**Arbeitsauftrag**
Schreiben Sie den Artikel über Marcel Proust und die Ärzte in seinem Romanzyklus im Anschluss an dessen letzten Satz weiter.

**Lesetext**
Süddeutsche Zeitung

Literatur- und Seuchengeschichte:Böses Komma

Als die Epidemiologie eine junge Wissenschaft war, waren ihre Erfolge eng mit dem Kolonialismus verflochten. Einer ihrer führenden Vertreter: der Vater von Marcel Proust.

Von Lothar Müller

Wenn Doktor Cottard aus dem Salon der Madame Verdurin zu einem Patienten gerufen wird, hat er gerade eines seiner nicht selten peinlichen Wortspiele produziert. In einem Porträt Tintorettos erkennt Charles Swann die gequetschte Nase, den durchdringenden Blick und die verschwollenen Lider des Doktor du Boulbon. Wenn Professor Dieulafoy, den schon sein Name mit einer würdevollen Aura umgibt, den Raum betritt, glaubt der Erzähler sich in ein Theaterstück von Molière versetzt. Über dem Schwarm von Ärzten, der Marcel Prousts Romanzyklus "Auf der Suche nach der verlorenen Zeit" durchzieht, liegt ein Zwielicht, das gelegentlich die Regionen der Karikatur streift.

**Vorliegende Daten**
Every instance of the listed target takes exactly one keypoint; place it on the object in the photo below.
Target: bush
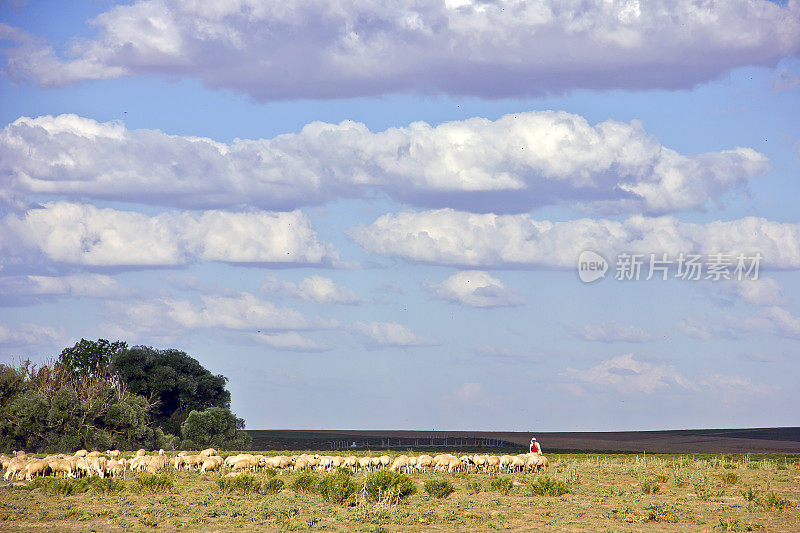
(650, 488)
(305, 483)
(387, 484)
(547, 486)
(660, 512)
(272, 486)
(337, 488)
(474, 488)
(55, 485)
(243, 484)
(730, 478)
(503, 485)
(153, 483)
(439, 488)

---

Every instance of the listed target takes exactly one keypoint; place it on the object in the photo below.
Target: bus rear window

--

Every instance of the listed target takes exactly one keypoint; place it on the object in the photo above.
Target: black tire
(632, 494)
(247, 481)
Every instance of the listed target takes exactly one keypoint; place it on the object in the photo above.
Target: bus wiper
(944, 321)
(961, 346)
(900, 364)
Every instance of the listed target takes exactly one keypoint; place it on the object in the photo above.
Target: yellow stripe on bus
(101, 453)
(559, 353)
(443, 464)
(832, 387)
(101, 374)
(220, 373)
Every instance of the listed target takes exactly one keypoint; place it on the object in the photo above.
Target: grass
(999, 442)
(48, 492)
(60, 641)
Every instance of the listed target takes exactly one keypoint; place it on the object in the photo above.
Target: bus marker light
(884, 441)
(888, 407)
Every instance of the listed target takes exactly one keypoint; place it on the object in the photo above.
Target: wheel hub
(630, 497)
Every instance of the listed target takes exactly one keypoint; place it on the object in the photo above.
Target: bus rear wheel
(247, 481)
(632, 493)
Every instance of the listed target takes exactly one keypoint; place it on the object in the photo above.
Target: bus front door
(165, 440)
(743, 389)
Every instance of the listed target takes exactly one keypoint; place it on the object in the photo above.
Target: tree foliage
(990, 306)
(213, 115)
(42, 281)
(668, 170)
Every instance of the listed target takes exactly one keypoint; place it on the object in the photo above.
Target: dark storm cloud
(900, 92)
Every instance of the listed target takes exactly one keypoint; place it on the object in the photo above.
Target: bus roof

**Lösung**
Marcel Prousts Vater Adrien Proust und sein Bruder Robert waren Ärzte. In den Briefen des Sohnes taucht der Vater häufig auf, aber so wenig wie der Bruder hat er ein Gegenüber im Roman. Doch im Erzähler, der das Reservoir seiner Vergleiche aus einer imaginären Enzyklopädie zu schöpfen scheint, zirkuliert das medizinische Wissen. Die Krankengeschichte des Autors, der an Asthma litt, führt ihm Lebensstoff zu. Oft ist vermutet worden, in die Studie zur Neurasthenie, die Adrien Proust 1897 veröffentlichte, sei die Beobachtung seines Sohnes eingegangen. Im Roman des Sohnes wiederum fällt kaum einmal der Blick auf das Gebiet, dem der Vater seine Karriere als international bekannter Mediziner verdankte, dem er die große Mehrzahl seiner Schriften widmete. Dieses Gebiet war die öffentliche Hygiene, die Entwicklung von Präventions- und Quarantänemaßnahmen gegen die Epidemien, in erster Linie gegen die seit 1830 in Europa immer wieder aufflammende Cholera.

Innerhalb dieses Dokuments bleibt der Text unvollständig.